═════ Extracted text ═════

Well, see my post below first, about the lying. I went out to my husband's truck this morning to gather all his loose change. I told him a few weeks ago that I wanted him to bring all of his change in because I was going to start rolling it. It adds up over time and right now we need anything we can get. He said fine but never did. So I figured I would just get it myself. Well, he usually has a ton of change but I think he used it over the weekend because we were way short on cash, no real biggie, better than charging stuff. I open up his middle counsel and find a large bottle of pills but only about 10 or so in there. My first thought was Vicodin because I know he's taken them before when he didn't have a prescription. I looked up the pill inscription when I got to work and it is Vicodin. I ended up taking the whole bottle out of his truck so he is going to know that I found them when he goes to look for them.
I've been praying to God to open my eyes and let me see if my husband was doing something that he wasn't supposed to be doing, or to give my husband the courage to come clean if he was. I was also praying for God to show me if I was dead wrong too. I keep wondering if God led me to his truck this morning to find those pills. I was in his truck earlier in the week looking for bank statements that he had in there and I looked in the middle counsel then and nothing was in there.

═════ Supplied material ═════

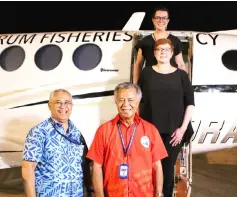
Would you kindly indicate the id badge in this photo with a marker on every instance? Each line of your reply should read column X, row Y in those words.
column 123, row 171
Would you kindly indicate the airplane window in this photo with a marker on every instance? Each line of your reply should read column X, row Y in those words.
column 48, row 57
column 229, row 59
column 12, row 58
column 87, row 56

═════
═════ Supplied material ═════

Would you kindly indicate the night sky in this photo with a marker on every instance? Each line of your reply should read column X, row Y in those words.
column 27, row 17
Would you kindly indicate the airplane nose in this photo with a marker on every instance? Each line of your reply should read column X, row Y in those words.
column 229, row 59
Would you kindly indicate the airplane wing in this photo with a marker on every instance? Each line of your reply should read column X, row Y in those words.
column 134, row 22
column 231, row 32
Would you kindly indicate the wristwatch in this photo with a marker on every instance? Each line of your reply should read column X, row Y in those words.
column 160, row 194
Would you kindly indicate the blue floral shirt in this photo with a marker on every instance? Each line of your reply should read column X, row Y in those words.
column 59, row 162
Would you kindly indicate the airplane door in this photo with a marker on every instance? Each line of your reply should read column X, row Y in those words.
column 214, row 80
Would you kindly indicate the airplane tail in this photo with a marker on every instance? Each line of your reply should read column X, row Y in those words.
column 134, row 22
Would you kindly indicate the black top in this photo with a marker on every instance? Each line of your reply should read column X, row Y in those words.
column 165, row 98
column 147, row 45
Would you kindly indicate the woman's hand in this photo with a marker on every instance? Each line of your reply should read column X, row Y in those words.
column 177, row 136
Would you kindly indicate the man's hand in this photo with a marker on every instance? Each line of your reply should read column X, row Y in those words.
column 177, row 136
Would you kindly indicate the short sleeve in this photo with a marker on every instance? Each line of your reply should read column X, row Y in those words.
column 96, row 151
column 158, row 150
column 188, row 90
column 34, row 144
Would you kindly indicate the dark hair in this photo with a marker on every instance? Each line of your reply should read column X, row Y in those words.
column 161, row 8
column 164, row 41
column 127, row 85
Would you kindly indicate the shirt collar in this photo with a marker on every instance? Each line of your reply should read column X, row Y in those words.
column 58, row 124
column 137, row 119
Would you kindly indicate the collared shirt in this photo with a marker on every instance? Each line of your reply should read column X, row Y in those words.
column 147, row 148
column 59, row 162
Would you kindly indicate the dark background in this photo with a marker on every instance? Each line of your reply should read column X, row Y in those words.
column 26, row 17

═════

Activity 1 :: In the post about finding pills in the husband's truck, what did the writer confirm the pills to be after looking up the pill inscription at work?
Activity 2 :: Using the post about finding pills in the husband's truck, explain why the writer went out to the truck that morning to collect the loose change.
Activity 3 :: Continue the post about finding pills in the husband's truck from the point where it stops.

Exercise result 1 :: The writer confirmed that the pills were Vicodin.

Exercise result 2 :: The writer had asked her husband a few weeks earlier to bring in all his change so she could start rolling it, because it adds up over time and they needed anything they could get. He agreed but never did, so she decided to get it herself.

Exercise result 3 ::
My mother-in-law asked my husband about 2 weeks ago if he was taking drugs or if he had taken any drugs in the past few months. He looked her right in the eye and said no. Over the past few months my husband has had these migraine type headaches that often lead to vomiting. I thought they could have been stress related and told him he might consider seeing his doctor to get some migraine meds. He also told our therapist that there's days when he's working that he can't focus or concentrate and ends up sitting in his truck for 3 hours, he's been making mistakes on the job he's never made before, etc. Here I was thinking that stress was causing all of this but now I think it's the vicodin. I pulled up some info on it - a person can become addicted in as little as 5 days. One of the side effects is not being to focus or think clearly. Then some of the side effects of withdrawal are headaches, nausea, vomiting, irritability, insomnia - all of which he's experienced. I think he takes it for a while then stops, has those symptoms and then goes back to taking it.
Should I confront him on this??? Or do I want to see if he says something to me about finding the pills? What would you do???